** START OF QUOTED PASSAGE **
A Drink from the Cup of Knowledge

Long ago in a distant land, a boy was looking to find something to give him purpose in life. He searched and searched, but then everything changed, when he decided to go at war. War within himself. He set on a journey to travel within. 

He decided to walk down the same path of overcoming the ego that many great people had tread before him. 

Once when Rumi’s Friday procession was marching towards the masjid to deliver the Friday sermon. On the way, he encountered a mystic, a wanderer. The wanderer stopped his horse by getting in the way, looked at Rumi and asked him this question. Shams [(sun)-the name of the wanderer)] asked of the scholar, “O you who are as knowledgeable in meanings as a money-changer is with coins, tell me who was greater, Muhammad, the Elect of God, or Bayazid?”

“Muhammad is the Prince and the Commander of all the Prophets and all the Friends of God. All power and greatness is his.” Rumi Replied. 

Shamsuddin asked, “In that case, what does it mean that the Prophet said, ‘Glory be to You! We have not known You as You ought to be known,’ while Bayazid said, ‘How great is my glory. How exalted am I, the sultan of sultans.’”

Some may have called Bayazid’s statement/poetry Blasphemy, but Rumi knew what it really meant.
Rumi answered, “Bayazid’s thirst was quenched and the container of his comprehension was filled by a single sip, and he appeared to have been satisfied. The light entered in proportion to the opening of his heart. The Chosen one of God (peace and blessings upon him) had a profound desire that had yet to be satisfied. For the Prophet it was thirst upon thirst. His blessed chest had become God’s vast dominion… For that reason he said, ‘I have not known You as You ought to be known’.”

The cup of knowledge/wisdom and the thirst for knowledge/wisdom are directly proportional, the greater the thirst, the more it can hold. 

How big is your cup? How thirsty are you for knowledge and wisdom? Are you content with little or let ego take control and make you think you know it all. Or, do you continually learn and learn more because your heart and mind remain open?  This is a great reminder for a people who once sought knowledge even if they had to travel to far places, places as far as Fars and Cheen. In the medieval times, those were vast distances to cover. Have a listen to this lecture, thank you Youtube for recommending it to me. Spirit of Islam. p.s. I am not trying to preach, that is not my intent. I am not qualified to do so, neither do I have knowledge of such level. I am a firm believer of the teaching; practise what you preach! I struggle everyday. We bicker more than we do Dhikr. That made me laugh, listen for some good Islamic rhymes. Liquor conference and Dhikr Conference. Hamza Yusuf is one of my favourite scholars. To check out his work go to https://zaytuna.edu/ this is the college he has established for traditional Islamic studies in Amreeka. Check out https://sandala.org/ to access his lectures, recordings and explanation of many books. Amazing person(Tayyab, Mumtaaz) and very humble. So if you wonder, where does my knowledge of the self and Ruh(soul) comes from, it is Hamza Yusuf’s lectures and explanations of the many books he has delivered lectures on. While you’re at it, check out these lectures 17 benefits of tribulations.
** END OF QUOTED PASSAGE **
** START OF PROVIDED INFORMATION **
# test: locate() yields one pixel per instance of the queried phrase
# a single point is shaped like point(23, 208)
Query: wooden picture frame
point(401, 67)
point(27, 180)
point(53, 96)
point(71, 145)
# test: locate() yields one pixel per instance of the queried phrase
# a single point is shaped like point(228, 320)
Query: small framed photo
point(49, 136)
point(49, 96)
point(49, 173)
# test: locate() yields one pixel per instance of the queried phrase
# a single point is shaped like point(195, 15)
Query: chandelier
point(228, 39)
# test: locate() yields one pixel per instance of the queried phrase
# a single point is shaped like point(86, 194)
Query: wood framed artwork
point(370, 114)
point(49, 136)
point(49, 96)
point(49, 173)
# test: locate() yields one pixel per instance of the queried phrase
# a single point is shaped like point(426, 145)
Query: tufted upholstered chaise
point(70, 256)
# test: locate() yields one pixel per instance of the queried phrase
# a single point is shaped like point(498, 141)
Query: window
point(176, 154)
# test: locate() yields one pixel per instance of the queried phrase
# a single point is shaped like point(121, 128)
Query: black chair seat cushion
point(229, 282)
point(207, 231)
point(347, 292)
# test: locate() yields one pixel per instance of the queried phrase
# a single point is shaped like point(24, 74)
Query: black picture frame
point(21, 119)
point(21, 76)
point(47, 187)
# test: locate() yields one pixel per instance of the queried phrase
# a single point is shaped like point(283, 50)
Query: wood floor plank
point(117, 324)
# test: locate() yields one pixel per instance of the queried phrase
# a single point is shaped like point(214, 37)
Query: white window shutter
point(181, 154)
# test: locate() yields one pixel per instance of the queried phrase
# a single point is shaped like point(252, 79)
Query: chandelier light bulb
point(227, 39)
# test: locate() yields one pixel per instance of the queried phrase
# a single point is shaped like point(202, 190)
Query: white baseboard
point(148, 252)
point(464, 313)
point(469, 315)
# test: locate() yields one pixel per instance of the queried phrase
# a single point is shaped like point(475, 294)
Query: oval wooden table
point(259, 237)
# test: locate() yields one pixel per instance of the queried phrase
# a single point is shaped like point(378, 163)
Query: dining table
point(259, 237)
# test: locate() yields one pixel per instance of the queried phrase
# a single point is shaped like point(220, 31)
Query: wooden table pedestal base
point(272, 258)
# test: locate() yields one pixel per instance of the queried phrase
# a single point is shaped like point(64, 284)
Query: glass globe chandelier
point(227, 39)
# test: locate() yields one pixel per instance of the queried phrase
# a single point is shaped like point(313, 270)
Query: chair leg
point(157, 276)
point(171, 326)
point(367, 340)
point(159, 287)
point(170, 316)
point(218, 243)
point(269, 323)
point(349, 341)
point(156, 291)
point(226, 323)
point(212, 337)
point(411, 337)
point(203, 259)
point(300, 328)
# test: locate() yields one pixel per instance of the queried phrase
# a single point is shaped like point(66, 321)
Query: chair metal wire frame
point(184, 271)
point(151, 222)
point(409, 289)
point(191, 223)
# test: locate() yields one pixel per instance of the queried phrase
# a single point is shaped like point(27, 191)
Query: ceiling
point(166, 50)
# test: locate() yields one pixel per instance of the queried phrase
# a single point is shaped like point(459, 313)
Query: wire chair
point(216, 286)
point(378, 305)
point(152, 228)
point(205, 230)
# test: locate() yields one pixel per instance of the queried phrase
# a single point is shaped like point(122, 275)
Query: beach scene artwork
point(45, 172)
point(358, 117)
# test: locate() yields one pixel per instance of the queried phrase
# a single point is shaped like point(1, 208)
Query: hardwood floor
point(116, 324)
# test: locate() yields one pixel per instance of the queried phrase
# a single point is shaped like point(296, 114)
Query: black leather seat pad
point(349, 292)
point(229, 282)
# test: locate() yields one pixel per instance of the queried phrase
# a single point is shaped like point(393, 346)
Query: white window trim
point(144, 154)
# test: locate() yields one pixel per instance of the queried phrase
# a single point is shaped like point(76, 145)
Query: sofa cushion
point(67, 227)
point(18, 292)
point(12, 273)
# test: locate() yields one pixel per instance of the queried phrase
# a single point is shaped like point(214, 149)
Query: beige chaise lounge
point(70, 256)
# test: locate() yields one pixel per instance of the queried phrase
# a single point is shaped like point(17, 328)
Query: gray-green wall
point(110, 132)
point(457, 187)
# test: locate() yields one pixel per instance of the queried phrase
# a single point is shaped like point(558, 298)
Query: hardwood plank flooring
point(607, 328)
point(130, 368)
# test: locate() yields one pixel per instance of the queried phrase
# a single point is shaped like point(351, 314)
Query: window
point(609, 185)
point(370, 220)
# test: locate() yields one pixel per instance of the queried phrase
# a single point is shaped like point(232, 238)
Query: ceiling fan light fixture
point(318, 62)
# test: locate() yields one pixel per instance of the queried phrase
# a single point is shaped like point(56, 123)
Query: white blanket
** END OF PROVIDED INFORMATION **
_AIM_. Decide whether each statement agrees with the passage about Rumi and Shams, answering yes or no and quoting the words of the passage that settle it. 1. The wanderer blocked Rumi's way with his horse before asking his question. 2. Rumi replied that Bayazid was greater than Muhammad. 3. The writer calls Hamza Yusuf one of their favorite scholars. The rows play no part in this work.

_FULL OUTPUT_.
1. Yes: "The wanderer stopped his horse by getting in the way, looked at Rumi and asked him this question."
2. No: "Muhammad is the Prince and the Commander of all the Prophets and all the Friends of God. All power and greatness is his."
3. Yes: "Hamza Yusuf is one of my favourite scholars."